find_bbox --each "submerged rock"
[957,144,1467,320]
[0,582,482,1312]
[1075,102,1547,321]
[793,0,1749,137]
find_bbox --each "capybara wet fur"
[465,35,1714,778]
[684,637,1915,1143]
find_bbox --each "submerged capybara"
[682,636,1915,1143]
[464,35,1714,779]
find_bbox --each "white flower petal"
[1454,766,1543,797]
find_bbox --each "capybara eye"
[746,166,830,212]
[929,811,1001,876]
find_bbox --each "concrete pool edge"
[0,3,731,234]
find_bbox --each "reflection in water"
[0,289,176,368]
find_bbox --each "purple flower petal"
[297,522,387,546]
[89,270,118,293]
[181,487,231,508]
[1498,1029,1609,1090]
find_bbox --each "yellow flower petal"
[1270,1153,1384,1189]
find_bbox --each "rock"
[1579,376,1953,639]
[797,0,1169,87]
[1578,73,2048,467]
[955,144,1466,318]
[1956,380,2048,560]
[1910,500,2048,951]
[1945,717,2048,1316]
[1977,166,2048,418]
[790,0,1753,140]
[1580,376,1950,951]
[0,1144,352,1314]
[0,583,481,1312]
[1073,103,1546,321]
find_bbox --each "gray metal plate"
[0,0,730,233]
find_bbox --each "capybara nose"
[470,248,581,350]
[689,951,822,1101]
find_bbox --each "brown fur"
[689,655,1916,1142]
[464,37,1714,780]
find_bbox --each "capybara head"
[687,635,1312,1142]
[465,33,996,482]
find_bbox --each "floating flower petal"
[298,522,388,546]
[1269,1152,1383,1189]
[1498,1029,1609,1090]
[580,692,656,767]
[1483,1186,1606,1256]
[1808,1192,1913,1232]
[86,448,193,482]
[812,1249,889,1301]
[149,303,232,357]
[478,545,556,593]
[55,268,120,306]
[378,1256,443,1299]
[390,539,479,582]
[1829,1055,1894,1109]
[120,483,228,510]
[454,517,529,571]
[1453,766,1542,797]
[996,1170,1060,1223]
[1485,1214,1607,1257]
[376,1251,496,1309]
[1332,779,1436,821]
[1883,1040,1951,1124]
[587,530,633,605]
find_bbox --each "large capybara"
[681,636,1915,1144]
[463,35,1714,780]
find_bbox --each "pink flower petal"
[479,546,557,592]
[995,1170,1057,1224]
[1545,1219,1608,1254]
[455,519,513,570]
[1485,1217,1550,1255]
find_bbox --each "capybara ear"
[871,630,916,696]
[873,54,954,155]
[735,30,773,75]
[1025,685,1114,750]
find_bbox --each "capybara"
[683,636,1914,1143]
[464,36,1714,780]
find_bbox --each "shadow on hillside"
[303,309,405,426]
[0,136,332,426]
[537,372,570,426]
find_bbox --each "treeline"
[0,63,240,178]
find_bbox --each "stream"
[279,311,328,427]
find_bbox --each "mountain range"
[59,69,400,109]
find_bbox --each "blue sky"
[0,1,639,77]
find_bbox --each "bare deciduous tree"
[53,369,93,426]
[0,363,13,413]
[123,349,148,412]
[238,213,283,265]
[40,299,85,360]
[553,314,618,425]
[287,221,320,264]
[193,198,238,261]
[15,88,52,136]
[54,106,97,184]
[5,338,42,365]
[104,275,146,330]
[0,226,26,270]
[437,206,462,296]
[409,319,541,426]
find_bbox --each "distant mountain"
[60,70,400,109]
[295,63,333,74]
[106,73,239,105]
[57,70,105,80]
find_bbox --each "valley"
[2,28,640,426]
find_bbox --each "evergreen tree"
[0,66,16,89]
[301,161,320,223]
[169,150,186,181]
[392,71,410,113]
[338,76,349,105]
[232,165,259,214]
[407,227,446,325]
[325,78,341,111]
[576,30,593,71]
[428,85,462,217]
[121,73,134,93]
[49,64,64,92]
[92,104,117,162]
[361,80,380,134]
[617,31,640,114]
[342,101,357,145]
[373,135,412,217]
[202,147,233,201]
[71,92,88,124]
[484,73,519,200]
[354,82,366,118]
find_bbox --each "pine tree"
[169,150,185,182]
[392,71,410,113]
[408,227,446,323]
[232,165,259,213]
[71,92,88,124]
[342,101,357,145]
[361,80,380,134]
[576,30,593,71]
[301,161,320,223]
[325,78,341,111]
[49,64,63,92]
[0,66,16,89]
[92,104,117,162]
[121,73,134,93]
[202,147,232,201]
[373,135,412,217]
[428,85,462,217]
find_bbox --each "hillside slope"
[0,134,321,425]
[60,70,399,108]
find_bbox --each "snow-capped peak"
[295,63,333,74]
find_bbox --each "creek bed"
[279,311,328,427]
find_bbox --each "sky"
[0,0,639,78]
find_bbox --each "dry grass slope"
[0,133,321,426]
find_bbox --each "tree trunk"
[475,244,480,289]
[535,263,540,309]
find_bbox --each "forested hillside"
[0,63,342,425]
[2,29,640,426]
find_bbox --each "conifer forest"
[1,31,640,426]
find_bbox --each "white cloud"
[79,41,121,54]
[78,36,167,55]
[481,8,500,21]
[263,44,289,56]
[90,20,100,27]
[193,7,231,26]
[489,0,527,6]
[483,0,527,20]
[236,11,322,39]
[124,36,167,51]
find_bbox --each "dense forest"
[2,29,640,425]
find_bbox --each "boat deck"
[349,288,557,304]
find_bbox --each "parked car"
^^^^^^^^
Every entry should be restated word for word.

§ Output of the task
find_bbox --each "submerged rock"
[957,144,1467,320]
[0,582,482,1312]
[1075,102,1547,321]
[793,0,1749,137]
find_bbox --each "capybara wet fur"
[465,35,1714,778]
[684,637,1915,1143]
find_bbox --each "submerged capybara"
[682,636,1915,1143]
[464,35,1714,779]
find_bbox --each "white flower petal"
[1454,766,1543,797]
find_bbox --each "capybara eye"
[746,166,830,212]
[929,811,1001,876]
find_bbox --each "concrete pool edge"
[0,3,731,234]
find_bbox --each "reflection in water"
[0,289,176,368]
find_bbox --each "purple flower petal"
[297,522,387,546]
[89,270,118,293]
[181,487,231,508]
[1498,1029,1609,1090]
find_bbox --each "yellow flower petal"
[1270,1153,1384,1189]
find_bbox --each "rock"
[1579,376,1953,639]
[797,0,1169,87]
[1578,73,2048,467]
[955,144,1466,318]
[1956,380,2048,560]
[1910,500,2048,951]
[1945,717,2048,1316]
[1977,166,2048,418]
[790,0,1753,140]
[1580,376,1950,951]
[0,1144,352,1314]
[0,583,481,1312]
[1073,103,1546,321]
find_bbox --each "gray metal plate"
[0,0,730,233]
find_bbox --each "capybara nose"
[470,248,581,350]
[689,951,822,1101]
find_bbox --each "brown fur"
[689,655,1916,1142]
[464,37,1714,780]
find_bbox --each "capybara head"
[687,635,1312,1142]
[465,33,996,482]
find_bbox --each "floating flower petal"
[298,522,388,546]
[1269,1152,1383,1189]
[1498,1029,1609,1090]
[580,692,656,767]
[1483,1186,1606,1256]
[1808,1192,1913,1232]
[86,448,193,482]
[812,1249,889,1301]
[149,303,232,357]
[478,545,556,593]
[55,268,120,306]
[378,1256,443,1299]
[390,539,479,582]
[1829,1055,1894,1109]
[120,483,228,510]
[454,517,529,571]
[1453,766,1542,797]
[996,1170,1060,1223]
[1485,1214,1607,1257]
[376,1251,496,1309]
[1332,779,1436,821]
[1883,1040,1951,1124]
[587,530,633,605]
find_bbox --each "large capybara"
[681,636,1915,1144]
[463,35,1714,780]
find_bbox --each "pink flower petal"
[479,546,557,592]
[995,1170,1057,1224]
[1545,1219,1608,1254]
[455,519,513,570]
[1485,1217,1550,1255]
find_bbox --each "capybara ear"
[871,630,916,696]
[873,54,954,155]
[735,30,773,75]
[1025,685,1114,750]
find_bbox --each "capybara"
[683,636,1914,1143]
[464,36,1714,780]
find_bbox --each "shadow on hillside"
[303,309,405,426]
[0,136,332,426]
[537,372,570,426]
find_bbox --each "treeline"
[0,63,240,178]
find_bbox --each "stream"
[279,311,328,427]
find_bbox --each "mountain range"
[59,69,400,109]
find_bbox --each "blue sky"
[0,1,639,77]
find_bbox --each "bare deciduous tree"
[53,369,93,426]
[0,363,13,413]
[123,349,148,412]
[238,213,283,265]
[40,299,85,360]
[553,314,618,425]
[287,221,320,264]
[193,198,238,261]
[15,88,52,136]
[54,106,97,184]
[5,338,42,365]
[104,275,146,330]
[0,226,26,270]
[437,206,462,296]
[409,319,541,426]
find_bbox --each "distant mountain"
[60,70,400,109]
[295,63,333,74]
[106,73,239,105]
[57,70,105,80]
find_bbox --each "valley"
[2,28,640,426]
find_bbox --each "evergreen tree"
[0,66,16,89]
[301,161,320,223]
[169,150,186,181]
[392,71,410,113]
[338,76,349,105]
[232,165,259,214]
[407,227,446,325]
[325,78,341,111]
[576,30,593,71]
[428,85,462,217]
[121,73,134,93]
[49,64,64,92]
[92,104,117,162]
[361,80,380,134]
[617,31,640,114]
[342,101,357,145]
[373,135,412,217]
[202,147,233,201]
[71,92,88,124]
[484,73,519,200]
[354,82,366,118]
find_bbox --each "pine tree"
[169,150,185,182]
[392,71,410,113]
[408,227,446,323]
[232,165,259,213]
[71,92,88,124]
[342,101,357,145]
[361,80,380,134]
[576,30,593,71]
[301,161,320,223]
[325,78,341,111]
[49,64,63,92]
[0,66,16,89]
[92,104,117,162]
[121,73,134,93]
[202,147,232,201]
[373,135,412,217]
[428,85,462,217]
find_bbox --each "hillside slope"
[0,134,321,425]
[60,70,399,108]
find_bbox --each "snow-capped peak"
[295,63,333,74]
find_bbox --each "creek bed"
[279,311,328,427]
find_bbox --each "sky"
[0,0,639,78]
find_bbox --each "dry grass slope"
[0,133,321,426]
find_bbox --each "tree trunk"
[475,244,480,289]
[535,263,540,309]
find_bbox --each "forested hillside"
[0,63,342,425]
[2,29,640,426]
find_bbox --each "conifer forest"
[1,31,640,426]
find_bbox --each "white cloud"
[79,41,121,54]
[78,36,167,55]
[481,8,500,21]
[263,44,289,56]
[90,20,100,27]
[193,7,231,26]
[489,0,527,6]
[483,0,527,20]
[236,11,322,39]
[124,36,167,51]
find_bbox --each "dense forest"
[2,29,640,425]
find_bbox --each "boat deck"
[349,288,557,304]
find_bbox --each "parked car"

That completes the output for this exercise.